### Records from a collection
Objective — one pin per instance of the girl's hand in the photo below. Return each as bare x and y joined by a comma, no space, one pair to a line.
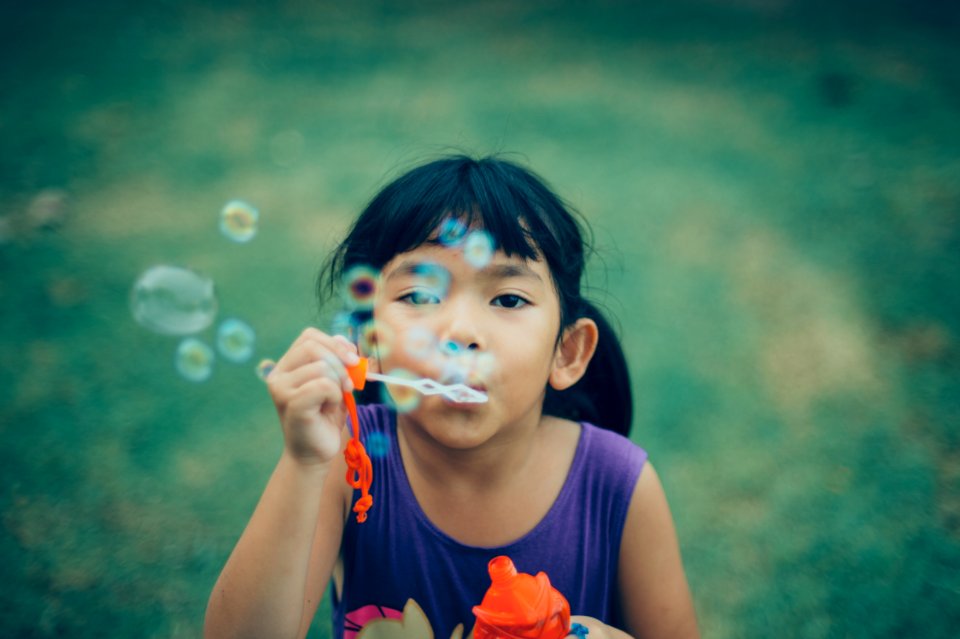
307,387
597,629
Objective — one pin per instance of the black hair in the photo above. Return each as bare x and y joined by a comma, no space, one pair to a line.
524,218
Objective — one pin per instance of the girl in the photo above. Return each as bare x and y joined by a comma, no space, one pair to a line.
524,474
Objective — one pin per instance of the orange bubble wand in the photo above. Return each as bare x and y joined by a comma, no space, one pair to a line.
359,467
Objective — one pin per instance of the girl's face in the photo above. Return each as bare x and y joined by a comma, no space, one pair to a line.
493,328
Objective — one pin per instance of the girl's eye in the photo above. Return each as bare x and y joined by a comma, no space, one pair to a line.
418,298
509,301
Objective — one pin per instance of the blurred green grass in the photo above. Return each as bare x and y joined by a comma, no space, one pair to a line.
775,191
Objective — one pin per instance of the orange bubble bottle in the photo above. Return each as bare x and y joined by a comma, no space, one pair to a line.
520,606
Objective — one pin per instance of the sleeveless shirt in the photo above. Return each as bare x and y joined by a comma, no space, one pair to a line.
399,566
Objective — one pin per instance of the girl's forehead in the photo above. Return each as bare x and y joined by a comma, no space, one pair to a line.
453,259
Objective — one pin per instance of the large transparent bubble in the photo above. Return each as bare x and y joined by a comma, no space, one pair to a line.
173,301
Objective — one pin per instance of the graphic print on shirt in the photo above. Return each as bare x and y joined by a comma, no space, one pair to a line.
377,622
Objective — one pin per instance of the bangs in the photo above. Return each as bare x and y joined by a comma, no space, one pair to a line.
413,210
521,215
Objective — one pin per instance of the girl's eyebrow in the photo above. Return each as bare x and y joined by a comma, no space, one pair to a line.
503,271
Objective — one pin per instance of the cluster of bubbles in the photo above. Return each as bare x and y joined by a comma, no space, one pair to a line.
450,362
477,244
176,301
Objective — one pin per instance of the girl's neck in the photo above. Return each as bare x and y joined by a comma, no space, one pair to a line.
481,469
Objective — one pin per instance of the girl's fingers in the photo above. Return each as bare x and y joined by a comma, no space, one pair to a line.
328,367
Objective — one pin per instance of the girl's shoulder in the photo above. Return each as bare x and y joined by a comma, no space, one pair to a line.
589,449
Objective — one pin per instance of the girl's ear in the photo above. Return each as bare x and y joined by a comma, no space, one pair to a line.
574,353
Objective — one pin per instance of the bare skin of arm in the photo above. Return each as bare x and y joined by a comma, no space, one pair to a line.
654,594
268,586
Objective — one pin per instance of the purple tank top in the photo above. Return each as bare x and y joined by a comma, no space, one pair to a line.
399,565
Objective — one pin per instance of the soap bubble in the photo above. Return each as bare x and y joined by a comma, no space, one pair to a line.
194,360
452,231
173,300
375,339
264,368
478,249
238,221
432,277
378,445
402,398
360,283
235,340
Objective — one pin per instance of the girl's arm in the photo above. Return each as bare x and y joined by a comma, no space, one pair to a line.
294,534
654,594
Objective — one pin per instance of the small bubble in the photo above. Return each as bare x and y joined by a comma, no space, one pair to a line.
478,249
451,348
264,368
238,221
378,445
402,398
194,360
375,339
173,300
434,278
235,340
360,283
452,232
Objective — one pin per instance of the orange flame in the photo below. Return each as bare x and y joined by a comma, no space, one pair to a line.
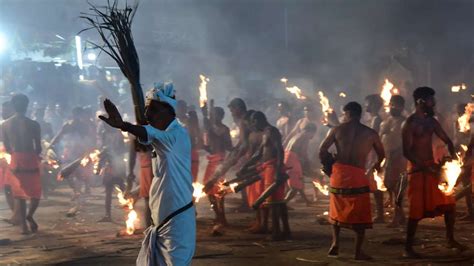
197,192
203,90
326,108
451,170
388,90
463,121
297,92
323,189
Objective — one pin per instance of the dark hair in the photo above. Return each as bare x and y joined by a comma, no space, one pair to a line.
398,100
238,103
310,127
354,109
20,103
219,112
376,100
423,93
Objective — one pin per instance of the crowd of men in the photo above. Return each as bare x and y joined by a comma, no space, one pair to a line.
270,161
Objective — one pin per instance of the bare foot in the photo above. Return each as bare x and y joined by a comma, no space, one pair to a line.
456,245
32,223
333,251
106,219
362,256
411,254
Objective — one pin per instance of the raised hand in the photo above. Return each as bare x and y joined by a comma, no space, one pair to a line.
114,119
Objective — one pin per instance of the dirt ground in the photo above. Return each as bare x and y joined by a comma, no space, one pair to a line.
80,240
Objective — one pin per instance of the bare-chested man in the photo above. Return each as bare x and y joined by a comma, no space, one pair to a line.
22,139
349,185
391,135
285,121
270,157
426,200
296,157
373,105
217,144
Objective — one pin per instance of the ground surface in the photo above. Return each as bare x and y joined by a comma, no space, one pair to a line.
80,240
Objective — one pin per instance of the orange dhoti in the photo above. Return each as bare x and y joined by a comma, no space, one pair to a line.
214,160
146,173
269,175
295,170
426,200
25,169
195,164
349,202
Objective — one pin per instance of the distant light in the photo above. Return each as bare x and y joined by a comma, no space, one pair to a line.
91,56
3,43
60,37
79,52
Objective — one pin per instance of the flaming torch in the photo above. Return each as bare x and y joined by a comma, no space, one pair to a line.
388,90
203,90
322,188
132,217
451,171
463,121
324,101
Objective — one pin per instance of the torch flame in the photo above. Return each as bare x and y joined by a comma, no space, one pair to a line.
323,189
326,108
379,180
297,92
463,121
388,90
203,90
198,193
451,170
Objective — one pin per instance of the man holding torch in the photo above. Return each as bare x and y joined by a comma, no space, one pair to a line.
171,240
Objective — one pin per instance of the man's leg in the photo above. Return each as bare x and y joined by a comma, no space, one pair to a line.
449,220
276,232
411,231
359,254
21,207
378,197
334,249
148,220
34,203
285,222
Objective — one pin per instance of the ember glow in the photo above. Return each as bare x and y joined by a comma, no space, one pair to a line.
451,171
463,121
322,188
326,108
132,217
203,90
297,92
458,88
388,90
197,192
379,180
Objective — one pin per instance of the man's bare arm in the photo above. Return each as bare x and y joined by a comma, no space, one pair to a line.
439,131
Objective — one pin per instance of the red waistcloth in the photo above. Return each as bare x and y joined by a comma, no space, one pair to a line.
214,160
426,200
195,164
349,210
295,170
25,167
269,172
146,173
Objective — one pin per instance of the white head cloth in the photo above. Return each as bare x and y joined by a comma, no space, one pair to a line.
162,92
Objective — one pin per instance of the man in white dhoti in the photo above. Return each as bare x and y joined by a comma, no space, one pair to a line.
172,237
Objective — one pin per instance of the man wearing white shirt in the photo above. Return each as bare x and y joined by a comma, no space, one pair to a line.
172,237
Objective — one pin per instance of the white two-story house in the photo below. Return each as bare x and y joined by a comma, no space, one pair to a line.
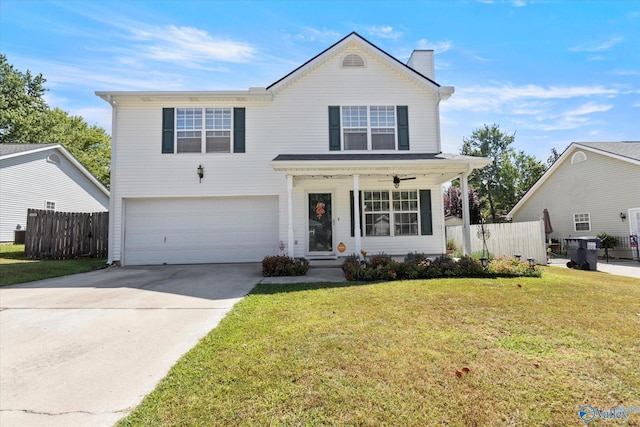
340,155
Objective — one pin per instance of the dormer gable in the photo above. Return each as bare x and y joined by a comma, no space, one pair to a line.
353,51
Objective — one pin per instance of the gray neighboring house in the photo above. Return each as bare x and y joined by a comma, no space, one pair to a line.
593,187
44,176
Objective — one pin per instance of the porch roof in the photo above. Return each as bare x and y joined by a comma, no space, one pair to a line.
437,167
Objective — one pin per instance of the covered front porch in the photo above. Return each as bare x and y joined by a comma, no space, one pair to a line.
340,204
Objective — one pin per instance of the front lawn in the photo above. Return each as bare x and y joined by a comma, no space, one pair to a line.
460,352
15,268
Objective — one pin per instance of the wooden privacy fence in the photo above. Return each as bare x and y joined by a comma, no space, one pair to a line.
65,235
524,238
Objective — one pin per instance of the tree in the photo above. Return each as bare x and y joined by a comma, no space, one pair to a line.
25,117
453,203
509,175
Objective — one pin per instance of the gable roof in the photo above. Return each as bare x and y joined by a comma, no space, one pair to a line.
628,151
15,150
357,39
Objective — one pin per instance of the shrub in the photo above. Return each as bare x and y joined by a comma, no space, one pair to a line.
282,265
511,266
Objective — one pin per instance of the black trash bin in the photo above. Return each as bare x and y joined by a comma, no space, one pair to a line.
583,252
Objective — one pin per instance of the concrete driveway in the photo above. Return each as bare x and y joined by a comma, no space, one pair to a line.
84,350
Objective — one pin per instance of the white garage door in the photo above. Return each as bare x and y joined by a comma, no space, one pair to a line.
193,231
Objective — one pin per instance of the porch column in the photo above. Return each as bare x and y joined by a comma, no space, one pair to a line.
466,233
356,214
290,241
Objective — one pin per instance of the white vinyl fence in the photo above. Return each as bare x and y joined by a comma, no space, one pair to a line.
524,238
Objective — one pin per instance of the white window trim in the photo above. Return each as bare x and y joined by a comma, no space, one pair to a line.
391,212
575,222
369,127
203,131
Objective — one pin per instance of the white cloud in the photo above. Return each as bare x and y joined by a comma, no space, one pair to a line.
598,47
438,47
384,32
188,45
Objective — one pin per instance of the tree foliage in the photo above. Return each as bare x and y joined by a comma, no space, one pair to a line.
453,203
509,175
25,117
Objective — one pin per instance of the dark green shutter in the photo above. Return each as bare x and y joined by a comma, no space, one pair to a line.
238,130
426,226
334,128
167,130
403,127
353,220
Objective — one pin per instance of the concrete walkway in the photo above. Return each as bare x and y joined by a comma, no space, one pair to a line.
83,350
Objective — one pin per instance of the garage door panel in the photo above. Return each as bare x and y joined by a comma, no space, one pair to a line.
179,231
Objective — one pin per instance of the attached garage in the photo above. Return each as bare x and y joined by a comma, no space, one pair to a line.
200,230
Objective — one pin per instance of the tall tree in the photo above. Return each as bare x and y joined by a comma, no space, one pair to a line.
25,117
453,203
509,175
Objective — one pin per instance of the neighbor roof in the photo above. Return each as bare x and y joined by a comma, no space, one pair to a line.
628,151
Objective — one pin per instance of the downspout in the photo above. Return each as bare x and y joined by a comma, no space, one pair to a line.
466,235
112,182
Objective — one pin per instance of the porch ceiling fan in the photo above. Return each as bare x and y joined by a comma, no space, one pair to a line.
397,179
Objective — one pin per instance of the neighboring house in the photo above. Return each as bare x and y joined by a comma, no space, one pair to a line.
593,187
344,149
44,176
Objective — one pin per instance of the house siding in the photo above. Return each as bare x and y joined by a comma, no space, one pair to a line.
601,185
28,180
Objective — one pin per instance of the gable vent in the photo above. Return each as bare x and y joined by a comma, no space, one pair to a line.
353,61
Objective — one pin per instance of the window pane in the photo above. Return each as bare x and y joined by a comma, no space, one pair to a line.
377,225
355,140
218,142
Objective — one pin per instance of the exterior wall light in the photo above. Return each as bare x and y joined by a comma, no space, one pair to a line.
200,172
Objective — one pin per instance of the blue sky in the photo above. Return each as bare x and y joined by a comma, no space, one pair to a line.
553,72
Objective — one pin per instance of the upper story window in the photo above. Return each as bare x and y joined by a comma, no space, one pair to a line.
361,127
211,135
369,128
203,130
582,222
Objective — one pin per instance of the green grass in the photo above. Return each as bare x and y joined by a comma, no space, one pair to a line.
387,354
15,268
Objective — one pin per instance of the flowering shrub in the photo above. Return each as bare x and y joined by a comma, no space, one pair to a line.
382,267
282,265
511,266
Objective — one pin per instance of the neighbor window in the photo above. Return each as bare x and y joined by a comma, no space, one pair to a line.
369,128
582,222
388,214
205,130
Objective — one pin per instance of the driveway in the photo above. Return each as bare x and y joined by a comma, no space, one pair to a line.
85,349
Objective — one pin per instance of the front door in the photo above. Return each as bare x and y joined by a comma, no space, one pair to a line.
320,223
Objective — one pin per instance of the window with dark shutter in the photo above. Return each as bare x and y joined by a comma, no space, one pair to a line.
334,128
426,225
238,130
167,130
403,127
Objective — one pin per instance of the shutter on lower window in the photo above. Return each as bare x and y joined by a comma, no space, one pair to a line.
426,226
353,220
167,131
403,127
334,128
238,130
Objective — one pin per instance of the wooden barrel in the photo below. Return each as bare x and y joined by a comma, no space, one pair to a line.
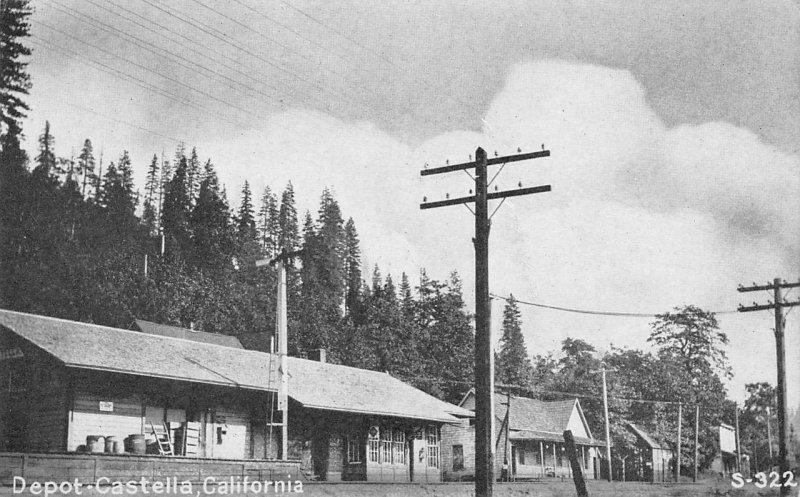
135,444
110,441
95,443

### Task prompt
Exactly the lines from the one that contains "Objective — one pin per instance of the upper" to the last line of the data, both included, should be set down, and no pictures should appear among them.

### Task result
Objective — one pin per instance of the upper story window in the photo above. Return each as bare x and y joined by a comma, no space, one pair to a line.
361,127
211,135
369,128
203,130
582,222
Objective — one pin per instance of the green grass in the photo above. Return each as bare x and y joined by a comma, no space, one pair to a line.
387,354
15,268
Objective — one pin per instance of the flowering shrub in the photo above. Return each as bare x and y joined by a comma, no space, one pair to a line.
382,267
282,265
511,266
Objective — one pin per instance of the neighbor window in the photo above. Return each as bare x and y joined by a comma, no space, one pair to a line.
369,128
582,222
388,214
205,130
Objective — one pin per instance of the driveway in the photo above. Return each as bare x and y joined by a comma, no space, one pair to a line.
85,349
Objective — one pin per instance of the front door in the photo above. Return each as bare x and y joined by a comma, no space, one pair to a line.
320,223
Objective — one pin per instance of the window with dark shutter in the photo above. Return each as bare x and y joined by a comma, no space, one pair to a line.
334,128
426,225
238,130
167,130
403,127
Objective — one pin per instance of the shutter on lower window in the photo above. Return each as bare x and y joined by a comma, no space, one pair to a line.
426,226
353,220
167,131
403,127
334,128
238,130
Objective — one pin per instance of the wooden barrel in the photo below. Return each as bare x and y joined by a comma, no space, one pair to a line.
135,444
110,441
95,443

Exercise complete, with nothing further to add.